* Written problem *
Exactly as they appear, copy the lines of the listing from the one containing "Check that every instance of the eroded" through the final line, both included, and nothing else.

***** Given records *****

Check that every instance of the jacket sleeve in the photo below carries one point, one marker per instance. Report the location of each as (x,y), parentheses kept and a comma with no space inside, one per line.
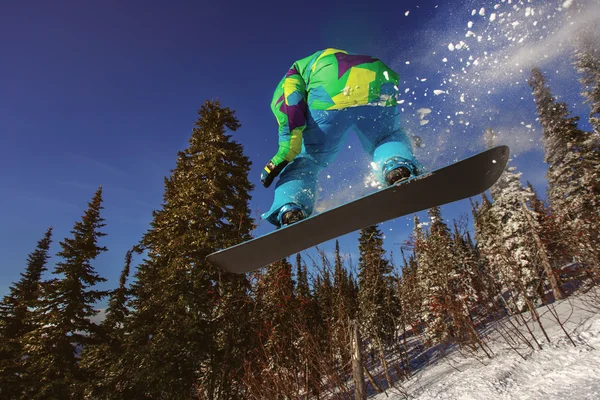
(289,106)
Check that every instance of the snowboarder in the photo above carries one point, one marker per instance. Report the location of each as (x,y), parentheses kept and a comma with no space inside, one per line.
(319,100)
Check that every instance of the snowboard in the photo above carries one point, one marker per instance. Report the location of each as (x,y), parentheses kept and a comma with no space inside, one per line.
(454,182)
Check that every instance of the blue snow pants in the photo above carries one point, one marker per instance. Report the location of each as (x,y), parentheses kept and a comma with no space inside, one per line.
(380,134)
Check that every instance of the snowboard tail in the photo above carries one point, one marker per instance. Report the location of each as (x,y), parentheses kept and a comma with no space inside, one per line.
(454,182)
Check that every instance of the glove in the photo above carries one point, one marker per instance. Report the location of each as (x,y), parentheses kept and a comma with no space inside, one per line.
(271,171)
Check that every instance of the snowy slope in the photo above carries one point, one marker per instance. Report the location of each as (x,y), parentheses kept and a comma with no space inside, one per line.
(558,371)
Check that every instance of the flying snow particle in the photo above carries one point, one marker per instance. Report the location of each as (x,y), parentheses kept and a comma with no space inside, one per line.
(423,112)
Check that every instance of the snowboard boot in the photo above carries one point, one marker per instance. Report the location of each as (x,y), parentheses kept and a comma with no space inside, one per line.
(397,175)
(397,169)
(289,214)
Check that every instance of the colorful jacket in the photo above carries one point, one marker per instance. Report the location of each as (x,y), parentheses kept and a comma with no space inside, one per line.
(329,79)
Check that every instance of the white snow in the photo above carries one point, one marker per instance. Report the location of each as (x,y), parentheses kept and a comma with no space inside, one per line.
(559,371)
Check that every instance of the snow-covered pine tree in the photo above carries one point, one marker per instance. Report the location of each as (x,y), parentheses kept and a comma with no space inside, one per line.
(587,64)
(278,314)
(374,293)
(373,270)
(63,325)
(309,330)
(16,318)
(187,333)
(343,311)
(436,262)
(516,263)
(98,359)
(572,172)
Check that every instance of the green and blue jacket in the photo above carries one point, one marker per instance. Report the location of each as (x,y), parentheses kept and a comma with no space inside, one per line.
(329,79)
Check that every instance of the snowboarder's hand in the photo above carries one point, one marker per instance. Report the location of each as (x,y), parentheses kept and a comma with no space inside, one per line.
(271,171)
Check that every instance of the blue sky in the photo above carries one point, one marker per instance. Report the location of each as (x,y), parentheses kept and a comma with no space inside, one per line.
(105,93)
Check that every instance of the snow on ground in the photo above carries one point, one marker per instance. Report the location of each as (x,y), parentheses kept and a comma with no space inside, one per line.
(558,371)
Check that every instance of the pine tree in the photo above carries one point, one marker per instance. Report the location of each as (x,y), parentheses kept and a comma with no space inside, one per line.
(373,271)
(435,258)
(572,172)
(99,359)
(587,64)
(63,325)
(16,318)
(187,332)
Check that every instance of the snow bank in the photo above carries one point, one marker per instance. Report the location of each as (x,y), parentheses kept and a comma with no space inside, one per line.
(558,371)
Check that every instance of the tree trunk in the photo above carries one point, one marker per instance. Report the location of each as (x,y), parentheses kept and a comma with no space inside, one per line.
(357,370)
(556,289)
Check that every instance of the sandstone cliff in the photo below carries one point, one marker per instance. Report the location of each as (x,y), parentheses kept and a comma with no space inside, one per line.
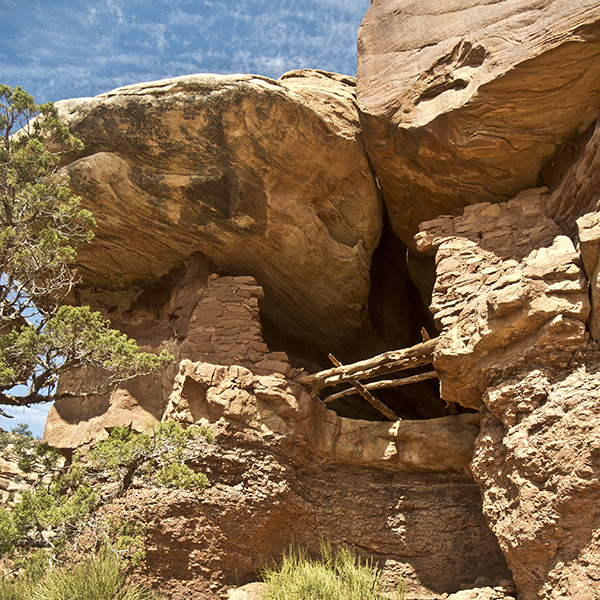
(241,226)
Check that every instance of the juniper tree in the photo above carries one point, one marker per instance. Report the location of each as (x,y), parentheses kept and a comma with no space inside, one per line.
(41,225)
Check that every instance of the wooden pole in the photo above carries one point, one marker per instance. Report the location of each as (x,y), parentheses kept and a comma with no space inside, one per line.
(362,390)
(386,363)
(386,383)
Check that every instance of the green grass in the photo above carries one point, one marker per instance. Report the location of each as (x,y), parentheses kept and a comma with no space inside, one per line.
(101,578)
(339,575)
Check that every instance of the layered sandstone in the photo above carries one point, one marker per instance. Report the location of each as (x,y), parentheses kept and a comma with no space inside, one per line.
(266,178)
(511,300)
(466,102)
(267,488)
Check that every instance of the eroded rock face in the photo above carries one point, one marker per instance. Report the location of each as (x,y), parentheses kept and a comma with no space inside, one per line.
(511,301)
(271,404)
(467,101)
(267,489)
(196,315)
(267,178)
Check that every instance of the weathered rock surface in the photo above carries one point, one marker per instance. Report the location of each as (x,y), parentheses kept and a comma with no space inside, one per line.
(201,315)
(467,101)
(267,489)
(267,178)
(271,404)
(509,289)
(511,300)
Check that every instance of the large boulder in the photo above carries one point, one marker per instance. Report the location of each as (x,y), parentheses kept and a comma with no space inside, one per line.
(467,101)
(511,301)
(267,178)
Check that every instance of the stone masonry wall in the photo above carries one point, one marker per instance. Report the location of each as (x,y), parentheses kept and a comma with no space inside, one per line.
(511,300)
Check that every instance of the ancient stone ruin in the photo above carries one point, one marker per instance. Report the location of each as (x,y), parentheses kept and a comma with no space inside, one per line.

*****

* Exercise response *
Check that every instance of the eroded rock face in the photo above carries one point, one marker per instance. Report the location of each as (x,y), parentheses kept and a comma with no space inside, one per line.
(511,301)
(271,404)
(467,101)
(267,489)
(196,315)
(267,178)
Check that every instance of the weathered rock surface in the photo above carries one point, one marker per instance. Report the location of each as (x,y), parentheses kept and a comma with no space inside, one per line.
(201,315)
(467,101)
(267,489)
(267,178)
(271,404)
(509,289)
(511,300)
Check that every instance of the large boulder in the photo above carries one point, one marker per instance. Report the location of each as (x,y), parentheses kept and a comma with no space inside, one per line.
(467,101)
(511,301)
(267,178)
Check that every instance of the stone masonry wall in the photo above carries one point, one marker per instance. Report the location of each as (x,y), parentheses kept and a comma with no space inside, one per line.
(511,300)
Check that every instance of the ancient stone ruin in the photo above carries one point, one marker per instance. Report the location of each as (x,y), parentheses kept and a comma with no space inside, one per line.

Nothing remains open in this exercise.